Provided passage: Begin

GPS volunteer is a friendly face at MCH

During Rasmi (Ras) Kokash’s volunteer orientation at McMaster Children’s Hospital (MCH), his volunteer coordinator said something that stuck with him: this is a place where you have a lot of emotions going on.

“Believe me, I live it every time I come here,” says Ras.

He learned that if he could reduce the level of stress a person experiences as they walk through the hospital doors, it can be both fulfilling for him, and much appreciated by the patients and families.

In April 2018, Ras began volunteering at MCH in the Guiding People Services (GPS) role, a part of the Volunteer Resources program. Like a GPS navigation system, these volunteers help people to and from their appointment if they aren’t sure where they are going.

With a work background in healthcare, Ras wanted to find a way to come back to this setting.

“Being in any discipline within healthcare gives you the opportunity to take care of people whether directly or indirectly,” he says. “And I am fascinated with kids. A part of me will always be a child.”

A travelling star

Ras moved to Canada in October 2017 as a researcher with McMaster University. He was born and raised in Syria and studied in Lebanon. He moved to Saudi Arabia, then Dubai, and finally France where he settled for 15 years. He started his career as a medical technologist working in a lab and transitioned to managerial opportunities, then onto the exciting world of business and management academia.

“Through the process I entered into entrepreneurship and strategy. I did an exchange in the USA and spent some time in Montreal. It has been quite a journey,” he says.

Rasmi Kokash posing outdoors at McMaster Children's Hospital

Culturally sensitive

Ras speaks French, Arabic and Italian which helps in his GPS role. He describes himself as being culturally sensitive, a skill learned from his travels.

“It’s always important to understand and pay attention to how people conduct themselves and it gives you an extended understanding of how you can interact and help,” he says.

He has learned a lot while volunteering, like how to get consent from someone with limited mobility before assisting them, or how to read people to determine if they are lost and want help or if they prefer to keep their distance.

“Every encounter here is a learning experience.”

Ras says his work as a volunteer has been instrumental in helping him integrate into Canadian society. “I am in the process of creating roots here in Canada. To build roots, you have to understand the social context and you have to contribute. One of the main ways to do that is volunteering.”

The little things

Ras remembers some special moments at MCH.

One time, a child wanted to ride one of the car-shaped wagons to his appointment but the family couldn’t find any. “I literally went on every floor and through the parking lot to find one,” he recalls. “You should have seen the smile on his face…It’s the little things.”

Another time, he met a teenager with down syndrome who really wanted a hug. “I gave her that affection she wanted. She was so happy and her parents were so happy. On their way out, they stopped me again.”

Although there is no date set yet, Ras is looking forward to volunteer activities resuming at MCH after being paused during the pandemic.

“At the end of the day, you just know that you were part of another person’s life momentarily, and it was a positive presence. And that’s wonderful.”

Provided passage: End
Input data: Begin

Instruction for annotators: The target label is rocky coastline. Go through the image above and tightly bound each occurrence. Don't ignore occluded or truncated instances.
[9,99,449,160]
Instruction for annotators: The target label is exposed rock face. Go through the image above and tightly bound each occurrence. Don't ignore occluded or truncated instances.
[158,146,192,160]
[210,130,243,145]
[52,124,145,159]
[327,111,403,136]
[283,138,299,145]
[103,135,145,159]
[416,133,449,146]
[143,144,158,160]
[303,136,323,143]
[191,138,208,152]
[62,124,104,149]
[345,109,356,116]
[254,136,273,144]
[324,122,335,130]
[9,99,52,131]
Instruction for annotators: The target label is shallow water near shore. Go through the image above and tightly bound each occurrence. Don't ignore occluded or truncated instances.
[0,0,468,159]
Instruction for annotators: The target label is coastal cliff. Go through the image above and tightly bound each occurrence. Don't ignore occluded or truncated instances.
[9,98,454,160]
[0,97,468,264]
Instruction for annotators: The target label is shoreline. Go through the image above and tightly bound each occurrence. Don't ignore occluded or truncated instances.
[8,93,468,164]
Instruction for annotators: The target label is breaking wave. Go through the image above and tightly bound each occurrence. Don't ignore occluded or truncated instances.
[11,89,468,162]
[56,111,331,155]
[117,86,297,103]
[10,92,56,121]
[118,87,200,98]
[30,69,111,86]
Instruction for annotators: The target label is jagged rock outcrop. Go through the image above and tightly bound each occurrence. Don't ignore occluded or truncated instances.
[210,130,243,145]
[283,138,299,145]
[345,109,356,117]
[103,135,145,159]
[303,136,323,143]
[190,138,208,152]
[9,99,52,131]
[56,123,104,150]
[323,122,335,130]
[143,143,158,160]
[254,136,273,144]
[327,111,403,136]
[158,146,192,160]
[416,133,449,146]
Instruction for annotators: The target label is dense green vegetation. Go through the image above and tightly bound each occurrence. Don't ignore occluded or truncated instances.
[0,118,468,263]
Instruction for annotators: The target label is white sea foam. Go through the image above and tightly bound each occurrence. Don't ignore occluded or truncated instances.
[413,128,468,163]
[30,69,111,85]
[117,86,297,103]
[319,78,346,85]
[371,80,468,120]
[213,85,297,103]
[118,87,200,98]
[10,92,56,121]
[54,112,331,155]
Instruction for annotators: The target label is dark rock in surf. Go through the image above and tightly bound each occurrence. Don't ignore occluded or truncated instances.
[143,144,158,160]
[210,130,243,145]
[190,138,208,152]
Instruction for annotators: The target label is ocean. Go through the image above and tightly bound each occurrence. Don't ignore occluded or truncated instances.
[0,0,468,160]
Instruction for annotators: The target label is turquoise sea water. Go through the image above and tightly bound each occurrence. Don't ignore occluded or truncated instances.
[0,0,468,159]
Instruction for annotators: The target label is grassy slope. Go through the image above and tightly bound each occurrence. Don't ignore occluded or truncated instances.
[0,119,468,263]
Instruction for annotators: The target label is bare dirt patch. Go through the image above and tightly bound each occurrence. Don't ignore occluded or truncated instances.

Input data: End

— Task to carry out —
In the profile of the GPS volunteer, which languages does Ras speak that help him in his role?

— Output for this exercise —
French, Arabic and Italian.